━━ Supplied data

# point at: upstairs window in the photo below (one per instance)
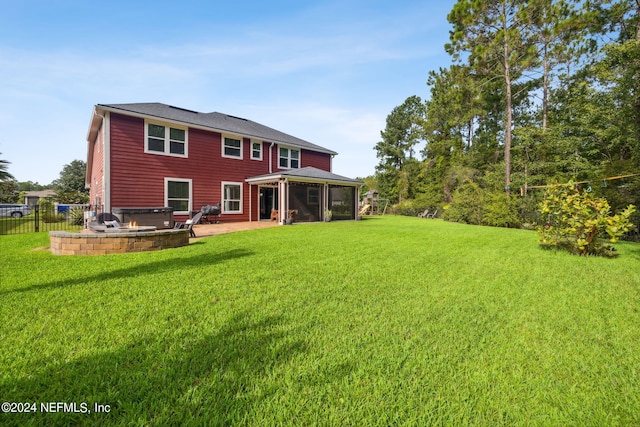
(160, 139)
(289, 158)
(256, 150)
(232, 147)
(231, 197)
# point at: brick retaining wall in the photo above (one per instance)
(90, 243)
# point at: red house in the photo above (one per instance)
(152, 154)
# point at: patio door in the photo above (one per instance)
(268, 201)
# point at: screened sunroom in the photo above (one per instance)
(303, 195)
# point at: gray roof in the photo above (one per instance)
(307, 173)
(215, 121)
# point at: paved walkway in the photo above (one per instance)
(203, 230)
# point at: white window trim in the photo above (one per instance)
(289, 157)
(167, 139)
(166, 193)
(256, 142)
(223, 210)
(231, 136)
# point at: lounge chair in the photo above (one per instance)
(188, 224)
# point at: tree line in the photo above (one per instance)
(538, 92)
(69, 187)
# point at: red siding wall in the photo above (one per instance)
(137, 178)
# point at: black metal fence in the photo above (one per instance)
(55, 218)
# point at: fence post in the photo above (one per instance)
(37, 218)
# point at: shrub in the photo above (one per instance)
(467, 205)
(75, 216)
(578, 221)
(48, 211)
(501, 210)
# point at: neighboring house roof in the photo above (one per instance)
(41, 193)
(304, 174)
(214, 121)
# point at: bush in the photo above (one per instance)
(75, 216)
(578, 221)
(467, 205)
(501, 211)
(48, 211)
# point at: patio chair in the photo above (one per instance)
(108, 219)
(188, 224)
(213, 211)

━━━━
━━ Supplied data

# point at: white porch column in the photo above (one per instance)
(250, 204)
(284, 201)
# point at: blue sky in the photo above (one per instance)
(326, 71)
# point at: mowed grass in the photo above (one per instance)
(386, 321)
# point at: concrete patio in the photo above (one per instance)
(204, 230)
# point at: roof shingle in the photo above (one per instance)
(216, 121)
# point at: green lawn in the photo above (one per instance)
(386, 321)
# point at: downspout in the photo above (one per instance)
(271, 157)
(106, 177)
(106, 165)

━━━━
━━ Supplied data

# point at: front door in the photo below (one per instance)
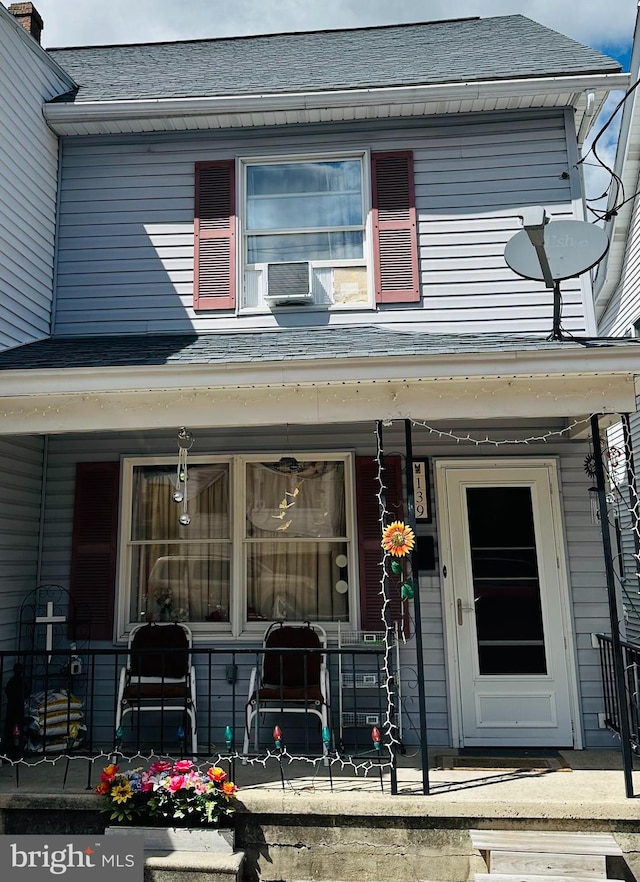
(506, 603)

━━━━

**The exercise:**
Count the lines in the items above that contain the word "patio", and reply with only that number.

**Right answer:**
3